-- Document --
-- begin --

Three battalions of The Karen Rifles were raised for the Burma Army between 1945 and 1946-47.  At independence all three transferred to the new Union of Burma Armed Forces.  They disappeared from the Burma Army order of battle during the Karen insurgency of 1949-1950.

By 1945, with victory over the Japanese in Burma in sight, the Burma Government began to lay plans for the return of British administration to Burma.  These included the creation of a new Burma Army by reorganising existing war time units (the Burma Regiment and the 2nd Burma Rifles) and raising new units.  By June 1945 a number of new infantry battalions were being raised or were planned as part of a three phased programme.  As part of Phase 3, the 1st Karen Rifles was planned to start forming at Toungoo from 1st June 1945.  It was to be followed by the raising of the 2nd Karen Rifles at Bassein beginning on 1st July 1945.  Although in all respects a regiment, no Karen Rifles regimental centre or depot was formed. [1] [2]

At the time of the Japanese surrender there were thirteen infantry battalions of the Burma Army:

- The 2nd Burma Rifles: reconstituted in December 1944 with Karens, Chins and Kachins and for the time being remaining in India.

-- end --

-- Data excerpts --
-- begin --

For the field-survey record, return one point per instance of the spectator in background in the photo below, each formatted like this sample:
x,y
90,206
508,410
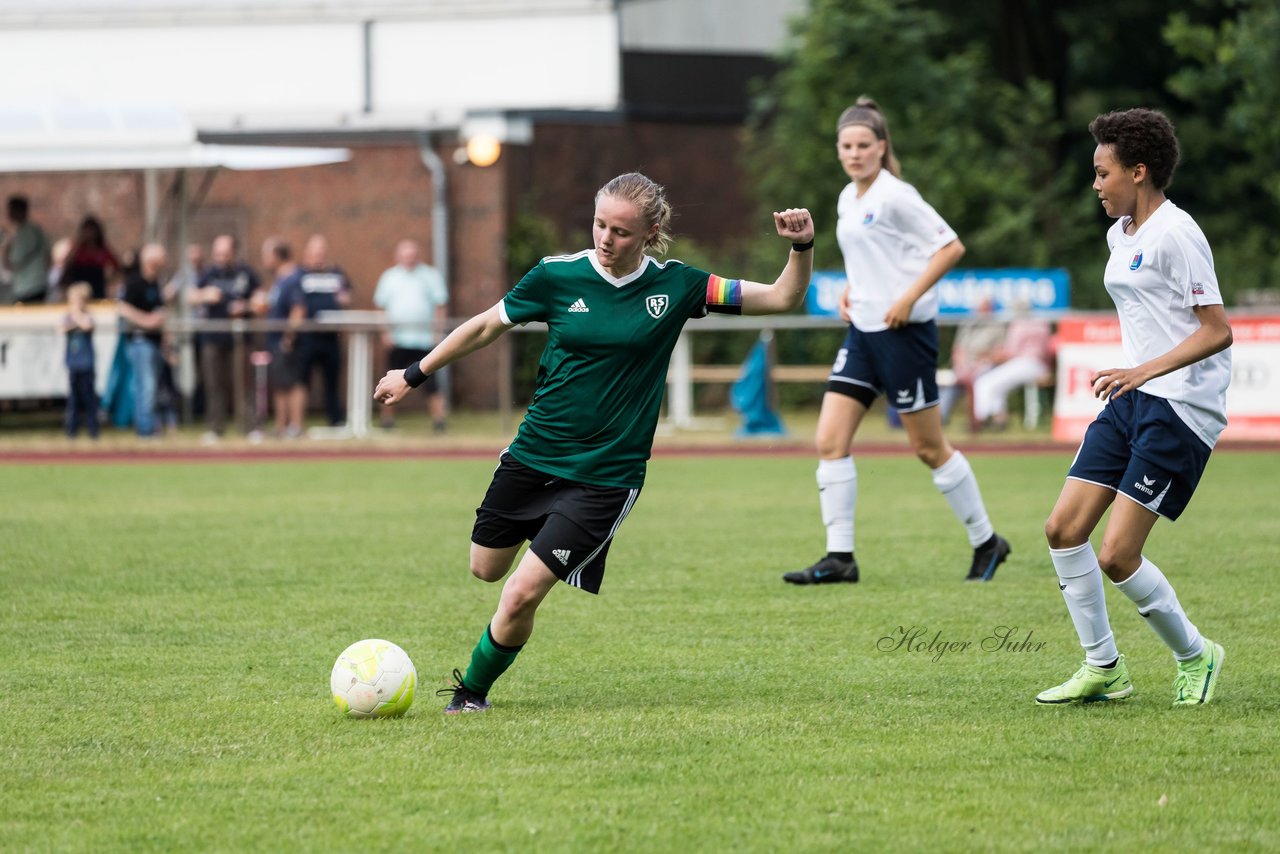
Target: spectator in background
x,y
288,393
414,297
222,292
187,278
26,255
58,263
973,352
142,318
91,259
319,286
1024,356
81,394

-- end --

-- Instructions for the task --
Retype the stretch of the Karen Rifles text that begins at the words "At the time" and stops after "remaining in India.".

-- Complete response --
At the time of the Japanese surrender there were thirteen infantry battalions of the Burma Army:

- The 2nd Burma Rifles: reconstituted in December 1944 with Karens, Chins and Kachins and for the time being remaining in India.